──────── SOURCE MATERIAL
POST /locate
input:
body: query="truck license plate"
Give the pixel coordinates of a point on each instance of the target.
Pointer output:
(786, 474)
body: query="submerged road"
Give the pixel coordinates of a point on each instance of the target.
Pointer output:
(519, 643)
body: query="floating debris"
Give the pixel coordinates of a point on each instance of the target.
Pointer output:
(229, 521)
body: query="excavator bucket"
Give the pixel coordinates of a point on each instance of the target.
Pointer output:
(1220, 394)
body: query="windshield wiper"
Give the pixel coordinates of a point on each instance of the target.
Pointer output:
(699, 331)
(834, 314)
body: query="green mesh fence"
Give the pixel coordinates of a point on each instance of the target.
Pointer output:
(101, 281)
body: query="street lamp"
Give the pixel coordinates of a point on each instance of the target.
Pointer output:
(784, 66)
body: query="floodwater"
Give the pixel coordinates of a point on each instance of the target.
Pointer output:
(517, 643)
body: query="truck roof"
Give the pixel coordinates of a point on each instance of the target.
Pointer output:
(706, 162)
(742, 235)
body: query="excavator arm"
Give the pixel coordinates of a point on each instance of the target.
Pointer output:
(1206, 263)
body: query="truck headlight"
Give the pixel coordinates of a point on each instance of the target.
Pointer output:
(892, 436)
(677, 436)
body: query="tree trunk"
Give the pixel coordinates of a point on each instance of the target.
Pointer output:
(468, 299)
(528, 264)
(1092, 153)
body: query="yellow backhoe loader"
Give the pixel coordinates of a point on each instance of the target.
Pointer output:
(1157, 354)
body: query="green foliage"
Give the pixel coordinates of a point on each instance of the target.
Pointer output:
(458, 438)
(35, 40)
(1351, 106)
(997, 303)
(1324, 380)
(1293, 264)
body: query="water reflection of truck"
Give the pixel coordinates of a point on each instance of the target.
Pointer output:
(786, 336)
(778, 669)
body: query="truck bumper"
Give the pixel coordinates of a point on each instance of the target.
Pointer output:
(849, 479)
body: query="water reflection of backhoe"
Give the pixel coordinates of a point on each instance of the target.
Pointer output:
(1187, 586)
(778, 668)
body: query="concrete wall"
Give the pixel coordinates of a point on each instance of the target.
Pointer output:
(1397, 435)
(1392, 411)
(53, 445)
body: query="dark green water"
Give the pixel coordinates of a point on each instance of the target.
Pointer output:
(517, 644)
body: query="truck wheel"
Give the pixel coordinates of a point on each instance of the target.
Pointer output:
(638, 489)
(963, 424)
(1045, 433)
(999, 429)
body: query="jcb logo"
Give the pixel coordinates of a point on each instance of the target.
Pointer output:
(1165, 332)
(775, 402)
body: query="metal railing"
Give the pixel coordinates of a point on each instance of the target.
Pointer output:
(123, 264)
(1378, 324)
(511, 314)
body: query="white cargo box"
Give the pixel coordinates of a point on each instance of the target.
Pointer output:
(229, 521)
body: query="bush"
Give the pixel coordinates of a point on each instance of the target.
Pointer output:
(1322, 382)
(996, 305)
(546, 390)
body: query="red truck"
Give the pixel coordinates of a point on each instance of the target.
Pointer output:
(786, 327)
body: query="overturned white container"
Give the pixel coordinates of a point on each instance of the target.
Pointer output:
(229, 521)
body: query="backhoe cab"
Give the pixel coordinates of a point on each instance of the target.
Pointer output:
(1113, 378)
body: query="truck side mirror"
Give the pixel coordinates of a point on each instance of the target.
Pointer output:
────────────────
▶ [TASK GOAL]: Select all lines with the word "reflection" from the entries above.

▶ [FINAL ANSWER]:
body: query="water reflection of truck"
body: query="water reflection of backhoe"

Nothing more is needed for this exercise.